— Tasks to carry out —
1. In the forum thread mourning Sean Connery, how old was Stranger's wife's father when he died?
2. Pick up the forum thread mourning Sean Connery where it stops and continue it.

-- Text section follows --

# RIP Sean Connery



## zadiac (1/11/20)

https://www.bbc.com/news/entertainment-arts-54761824

A very sad loss. RIP James Bond Original. You will be missed.

Reactions: Like 4 | Agree 6


----------



## Resistance (1/11/20)

Heard the news yesterday. Sir Sean Connery Rest In Peace.

Reactions: Like 4


----------



## AKS (1/11/20)



Reactions: Like 1 | Winner 4


----------



## Stranger (2/11/20)

RIP Sir Sean

Juan Sánchez-Villalobos Ramírez

For me his best ever role, yes he was great in the Bond movies, but Highlander got a cult following and even today you will see his character at comicon's and role play.

Sadly we also got the news that my wife's dad passed away yesterday. Died in his sleep at age 92


----------



## Puff the Magic Dragon (2/11/20)

Stranger said:


> Sadly we also got the news that my wife's dad passed away yesterday. Died in his sleep at age 92



My condolences @Stranger . My dad also passed away last month aged 96.

Reactions: Like 1 | Agree 1


----------



## AKS (2/11/20)

Sad news @Stranger and @Puff the Magic Dragon Strength and peace to you and your families.

Reactions: Like 3 | Agree 1 | Thanks 1


----------



## Stranger (2/11/20)

-- Text section concluded --
-- Supplied records follows --

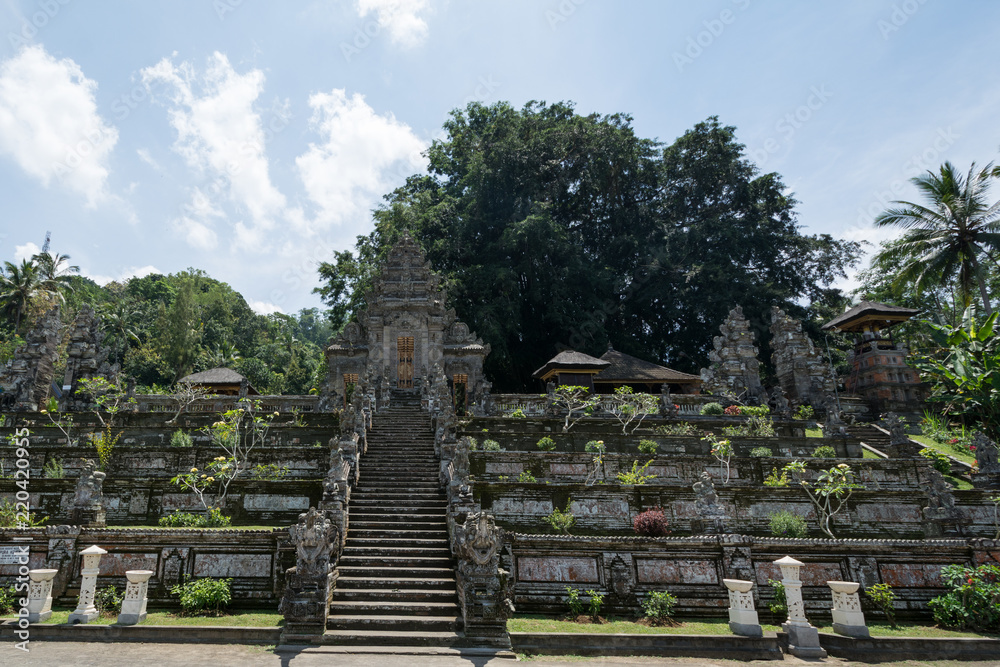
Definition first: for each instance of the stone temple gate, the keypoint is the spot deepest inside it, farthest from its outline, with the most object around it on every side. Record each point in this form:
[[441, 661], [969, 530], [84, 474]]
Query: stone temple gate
[[405, 332]]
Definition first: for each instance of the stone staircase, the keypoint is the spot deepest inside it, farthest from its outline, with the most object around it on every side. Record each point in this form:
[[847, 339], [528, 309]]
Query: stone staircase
[[396, 583]]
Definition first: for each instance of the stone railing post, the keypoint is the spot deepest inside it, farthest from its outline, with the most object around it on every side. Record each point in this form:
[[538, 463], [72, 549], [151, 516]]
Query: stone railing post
[[85, 610], [134, 605], [803, 638], [482, 586], [848, 619], [306, 603], [40, 595], [742, 612]]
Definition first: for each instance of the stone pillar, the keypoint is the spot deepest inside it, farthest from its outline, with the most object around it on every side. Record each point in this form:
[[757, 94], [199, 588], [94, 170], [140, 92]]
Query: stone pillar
[[40, 595], [742, 612], [848, 618], [803, 638], [85, 610], [134, 605]]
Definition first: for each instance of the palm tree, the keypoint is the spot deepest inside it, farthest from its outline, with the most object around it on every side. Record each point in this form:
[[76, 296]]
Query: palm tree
[[54, 272], [950, 236], [19, 285]]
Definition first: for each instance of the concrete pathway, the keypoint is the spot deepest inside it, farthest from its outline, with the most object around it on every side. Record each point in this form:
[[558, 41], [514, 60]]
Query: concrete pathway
[[72, 654]]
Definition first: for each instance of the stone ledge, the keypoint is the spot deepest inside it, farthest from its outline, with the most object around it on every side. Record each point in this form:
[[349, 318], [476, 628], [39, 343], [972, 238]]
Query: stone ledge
[[682, 646], [176, 634], [891, 649]]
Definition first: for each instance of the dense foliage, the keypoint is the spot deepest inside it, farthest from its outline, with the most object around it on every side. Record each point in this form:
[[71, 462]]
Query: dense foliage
[[554, 229]]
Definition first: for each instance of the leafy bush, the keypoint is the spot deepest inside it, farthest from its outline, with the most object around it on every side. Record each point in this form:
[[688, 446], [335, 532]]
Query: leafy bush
[[203, 595], [680, 428], [712, 409], [648, 446], [939, 460], [786, 524], [804, 413], [882, 596], [546, 444], [974, 599], [659, 605], [576, 605], [214, 519], [53, 469], [561, 520], [636, 476], [181, 438], [109, 601], [651, 523], [779, 604]]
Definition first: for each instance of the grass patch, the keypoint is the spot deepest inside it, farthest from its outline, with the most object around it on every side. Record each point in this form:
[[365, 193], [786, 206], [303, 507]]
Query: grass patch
[[535, 623], [243, 619]]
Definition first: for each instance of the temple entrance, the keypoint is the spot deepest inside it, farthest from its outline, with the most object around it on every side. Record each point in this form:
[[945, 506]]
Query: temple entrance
[[404, 356]]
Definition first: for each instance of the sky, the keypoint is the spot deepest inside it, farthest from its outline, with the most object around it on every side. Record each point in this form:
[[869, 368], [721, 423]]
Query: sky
[[252, 139]]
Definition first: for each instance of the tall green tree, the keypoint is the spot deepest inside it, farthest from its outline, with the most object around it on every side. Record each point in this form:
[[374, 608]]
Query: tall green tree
[[954, 236]]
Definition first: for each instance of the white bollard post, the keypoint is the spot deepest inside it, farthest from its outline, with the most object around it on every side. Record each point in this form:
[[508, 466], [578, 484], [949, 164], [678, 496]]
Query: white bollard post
[[85, 610], [803, 638], [134, 605], [40, 595], [848, 619], [742, 613]]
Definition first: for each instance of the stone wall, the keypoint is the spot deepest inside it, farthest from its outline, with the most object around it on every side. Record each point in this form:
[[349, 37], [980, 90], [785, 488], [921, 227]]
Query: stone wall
[[692, 568], [255, 560]]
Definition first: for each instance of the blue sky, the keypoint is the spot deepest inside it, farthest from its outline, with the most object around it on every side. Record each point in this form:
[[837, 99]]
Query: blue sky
[[251, 139]]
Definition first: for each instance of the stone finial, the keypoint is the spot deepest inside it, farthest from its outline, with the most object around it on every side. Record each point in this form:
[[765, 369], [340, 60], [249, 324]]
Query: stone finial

-- Supplied records concluded --

— Responses —
1. He was 92.

2.
Puff the Magic Dragon said:


> My condolences @Stranger . My dad also passed away last month aged 96.



Sorry to hear, and thanks @AKS . Luckily the old man had a good life and his wife also went to 90 so they had a good long stretch together. He was an old fashioned tough old bird, no nonsense, down to earth. So typical of him to go in his sleep, he was never about drama. Sadly he is in the UK and we are here so no way of getting to the funeral, but that would not bother him. He used to say just stick him in the ground in the garden so he could feed the plants.

Reactions: Like 2 | Winner 5


----------



## DarthBranMuffin (2/11/20)

@Stranger & @Puff the Magic Dragon .... sorry for both your losses!!! And to the Connery family (extended to fandom as well)!!!

All of the dear departed lived lives beyond some of our expectations and have seen eras change around them more than we shall ever see it change. They were lucky to be alive during the period they were among us, through wars and advancement in technology! They will be remembered and referred back to for ever in stories and tales!

Reactions: Like 1 | Winner 7


----------



## Resistance (2/11/20)

Stranger said:


> RIP Sir Sean
> 
> Juan Sánchez-Villalobos Ramírez
> 
> ...


Deepest sympathy to you and your family @Stranger it's a tough time, but it will get easier.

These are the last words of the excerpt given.